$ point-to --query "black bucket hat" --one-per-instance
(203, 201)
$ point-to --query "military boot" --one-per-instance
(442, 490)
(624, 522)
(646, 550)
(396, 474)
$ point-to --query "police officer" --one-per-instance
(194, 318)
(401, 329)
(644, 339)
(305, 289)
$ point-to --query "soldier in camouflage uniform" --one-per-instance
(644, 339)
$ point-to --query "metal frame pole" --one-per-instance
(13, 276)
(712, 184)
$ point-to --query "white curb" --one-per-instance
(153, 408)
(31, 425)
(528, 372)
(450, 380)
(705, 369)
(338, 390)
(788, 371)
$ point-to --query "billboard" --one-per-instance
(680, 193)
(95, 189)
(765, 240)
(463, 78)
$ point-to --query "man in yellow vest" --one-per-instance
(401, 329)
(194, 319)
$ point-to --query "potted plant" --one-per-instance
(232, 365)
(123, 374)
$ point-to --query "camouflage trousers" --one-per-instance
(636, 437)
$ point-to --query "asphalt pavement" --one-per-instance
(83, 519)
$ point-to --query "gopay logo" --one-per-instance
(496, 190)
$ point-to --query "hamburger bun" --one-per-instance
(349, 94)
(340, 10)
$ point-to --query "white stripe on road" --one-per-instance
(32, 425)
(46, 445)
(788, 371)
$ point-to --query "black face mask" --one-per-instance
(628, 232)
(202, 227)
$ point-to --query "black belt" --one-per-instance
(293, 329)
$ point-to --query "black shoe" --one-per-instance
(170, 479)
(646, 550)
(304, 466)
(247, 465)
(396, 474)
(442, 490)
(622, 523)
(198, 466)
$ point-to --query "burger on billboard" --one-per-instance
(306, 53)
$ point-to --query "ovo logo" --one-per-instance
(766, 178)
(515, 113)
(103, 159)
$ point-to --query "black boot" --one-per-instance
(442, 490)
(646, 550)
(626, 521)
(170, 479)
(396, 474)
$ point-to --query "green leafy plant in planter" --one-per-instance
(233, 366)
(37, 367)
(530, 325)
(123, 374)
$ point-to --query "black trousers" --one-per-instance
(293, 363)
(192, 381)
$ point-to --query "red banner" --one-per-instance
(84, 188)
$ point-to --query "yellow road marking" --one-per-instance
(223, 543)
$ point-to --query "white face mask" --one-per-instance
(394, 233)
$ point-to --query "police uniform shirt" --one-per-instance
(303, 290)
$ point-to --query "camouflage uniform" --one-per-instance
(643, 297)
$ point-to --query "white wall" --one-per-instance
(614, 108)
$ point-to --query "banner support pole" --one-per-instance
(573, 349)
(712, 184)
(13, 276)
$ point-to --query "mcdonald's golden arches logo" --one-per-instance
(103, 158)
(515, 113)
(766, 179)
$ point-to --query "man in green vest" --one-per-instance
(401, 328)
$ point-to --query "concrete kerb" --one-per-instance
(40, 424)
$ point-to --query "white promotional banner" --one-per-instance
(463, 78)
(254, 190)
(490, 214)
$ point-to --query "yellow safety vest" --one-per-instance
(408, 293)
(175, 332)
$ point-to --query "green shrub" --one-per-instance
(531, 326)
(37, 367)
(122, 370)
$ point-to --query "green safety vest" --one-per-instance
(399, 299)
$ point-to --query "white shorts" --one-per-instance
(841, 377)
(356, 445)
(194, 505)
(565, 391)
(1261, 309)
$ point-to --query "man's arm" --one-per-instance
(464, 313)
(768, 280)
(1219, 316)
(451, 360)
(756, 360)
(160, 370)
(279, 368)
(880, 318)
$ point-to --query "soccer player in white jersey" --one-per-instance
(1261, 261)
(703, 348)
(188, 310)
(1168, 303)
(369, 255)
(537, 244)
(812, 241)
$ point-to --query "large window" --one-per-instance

++++

• _What the task asks_: Turn the whole listing above into a numbered list with one line per item, leaving out any blank lines.

• _Answer to this task_:
1. $ point-to --query "black bucket hat" --one-per-instance
2. (203, 201)
3. $ point-to --query "military boot" --one-per-instance
4. (442, 490)
5. (624, 522)
6. (646, 550)
7. (396, 474)
8. $ point-to --query "police officer" --one-per-instance
9. (194, 318)
10. (401, 329)
11. (644, 339)
12. (305, 289)
13. $ point-to --query "soldier in camouflage uniform" --one-per-instance
14. (644, 339)
15. $ point-to --query "metal frame pole" --one-per-instance
16. (13, 276)
17. (712, 184)
18. $ point-to --query "white curb" --one-per-instance
19. (153, 408)
20. (31, 425)
21. (528, 372)
22. (450, 380)
23. (705, 369)
24. (338, 390)
25. (788, 371)
26. $ point-to --query "billboard" --one-per-instance
27. (680, 193)
28. (95, 189)
29. (765, 240)
30. (463, 78)
31. $ point-to --query "man in yellow vest" --one-per-instance
32. (401, 329)
33. (194, 319)
34. $ point-to --query "potted plant" --one-per-instance
35. (232, 365)
36. (123, 374)
37. $ point-to --query "camouflage trousers" --one-per-instance
38. (636, 437)
39. $ point-to --query "asphalt pavement" --one-per-instance
40. (83, 519)
41. $ point-to --query "gopay logo" --one-per-instance
42. (496, 190)
43. $ point-to --query "hamburger bun" --one-per-instance
44. (349, 94)
45. (340, 10)
46. $ point-to --query "white stripe on road" --one-per-instance
47. (32, 425)
48. (46, 445)
49. (788, 371)
50. $ point-to --query "black face mask" --one-per-instance
51. (628, 232)
52. (202, 227)
53. $ point-to --query "black belt" --one-per-instance
54. (293, 329)
55. $ point-to --query "black shoe" --one-per-instance
56. (170, 479)
57. (646, 550)
58. (304, 466)
59. (247, 465)
60. (396, 474)
61. (442, 490)
62. (622, 523)
63. (198, 466)
64. $ point-to --query "burger on billboard" --one-per-instance
65. (306, 53)
66. $ point-to --query "ovo logo" --one-per-instance
67. (766, 178)
68. (515, 113)
69. (103, 159)
70. $ point-to --query "black boot" --one-per-instance
71. (442, 490)
72. (646, 550)
73. (626, 521)
74. (170, 479)
75. (396, 474)
76. $ point-to --query "green leafy plant in planter" --one-per-instance
77. (233, 366)
78. (37, 367)
79. (530, 325)
80. (123, 374)
81. $ point-to --query "black trousers" --one-per-instance
82. (293, 363)
83. (192, 381)
84. $ point-to --query "red banner" --one-per-instance
85. (84, 188)
86. $ point-to --query "yellow road marking" --one-per-instance
87. (223, 543)
88. $ point-to --query "white face mask" --one-per-instance
89. (394, 233)
90. $ point-to --query "police uniform shirt" --one-per-instance
91. (303, 290)
92. $ point-to --query "camouflage uniform" --one-per-instance
93. (643, 297)
94. $ point-to --query "white wall" --one-per-instance
95. (614, 108)
96. $ point-to --query "banner support pole" --one-per-instance
97. (573, 349)
98. (712, 184)
99. (13, 276)
100. $ point-to --query "mcdonald's golden arches logo" --one-per-instance
101. (103, 158)
102. (515, 113)
103. (766, 179)
104. $ point-to --query "man in green vest" --one-per-instance
105. (401, 328)
106. $ point-to --query "concrete kerb" --one-per-instance
107. (40, 424)
108. $ point-to --query "white promotional banner" --one-per-instance
109. (463, 78)
110. (254, 190)
111. (490, 214)
112. $ point-to --query "yellow safety vest" --one-per-instance
113. (408, 293)
114. (175, 332)
115. $ point-to --query "green shrub" --one-per-instance
116. (531, 326)
117. (37, 367)
118. (122, 370)
119. $ point-to --query "green safety vest" --one-per-instance
120. (399, 299)
121. $ point-to --query "white shorts" --one-per-instance
122. (841, 377)
123. (356, 445)
124. (194, 505)
125. (565, 391)
126. (1261, 309)
127. $ point-to --query "man's arm" --one-per-instance
128. (464, 313)
129. (768, 280)
130. (1219, 316)
131. (451, 360)
132. (756, 360)
133. (160, 370)
134. (279, 368)
135. (880, 318)
136. $ point-to --query "soccer player in white jersey" --one-per-instance
137. (1261, 261)
138. (703, 348)
139. (188, 310)
140. (1168, 303)
141. (369, 255)
142. (537, 244)
143. (812, 241)
144. $ point-to --query "large window" --one-per-instance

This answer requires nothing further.